Kac’s Web site is also an important resource for new media poetry. It provides not only numerous examples of Kac’s holopoems, performances, telecommunications, and visual works but also a wealth of documentary material including interviews and essays, such as “Recent Experiments in Holopoetry and Computer Holopoetry,” “On the Notion of Art as a Visual Dialogue,” “Holopoetry, Hypertext, Hyperpoetry,” and “Telepresence Art.”
Kac’s poetic works push textuality into other realms of experience. A good example of this lies in Kac’s considerable œuvre of holopoems, holo-textual works displayed in three-dimensional space, works that change according to time and the viewer’s position in relation to the text. Kac explains that the holopoem is “a spatio-temporal event: it evokes thought processes and not their result” (“Holopoetry” 186). The holopoem “Adhuc”(shown from six different points of view on Kac’s page), for instance, is “an example of the complex discontinuities that structure the syntax of ... holopoems” (“Holopoetry: Complete”). In it, letters and words seem to drift into the distance, superimposed on each other, eerily suspended in a spherical mist, or atmosphere, the color of which varies from red, green, yellow, and blue, depending on the viewer’s position. Words that are readable include “whenever,” “ever” and “or never,” reaffirming the temporal nature of the piece and the fact that the text is not fixed. About “Adhuc” Kac notes that “all the words refer to time in varying ways, contributing to an overall vagueness that could resist assessment at first sight. The muddled interference patterns that blend with the words help to create an atmosphere of uncertainty, not only concerning the visibility of the words but also about the meanings they produce” (“Recent”). Kac has also noted that “the complex technology of ‘holographic art’ erases its author and its referent; what matters is that it works, not that it points to something outside itself. Its contents seem strangely unmotivated, strangely out of key with the technical sophistication of its mechanisms ...” (“Photonic”), an observation that informs a reading of this piece.
“Astray in Deimos” (there views of which are shown on Kac’s Web page) illustrate other aspects unique to holopoetry: “fluidity of the verbal sign and semantic interpolation, i.e., mutability of the actual topology of words in space leading to changes in meaning” (Kac, “Holopoetry”). The letters in this work appear as hand-scratched representations of three-dimensional block letters, varying in darkness and readability, on a luminous green circle.

**DATA**

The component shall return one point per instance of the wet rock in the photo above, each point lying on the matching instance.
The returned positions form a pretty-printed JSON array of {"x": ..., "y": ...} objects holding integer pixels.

**JOBS**
1. According to the passage on Kac's holopoetry, which colors can the mist in "Adhuc" take, depending on the viewer's position?
2. Render this sentence from the passage on Kac's holopoetry in Spanish: "Kac’s poetic works push textuality into other realms of experience."
Rely only on the passage about Kac's holopoetry, not on the data.

**REPLIES**
1. Red, green, yellow, and blue.

2. Las obras poéticas de Kac llevan la textualidad a otros ámbitos de la experiencia.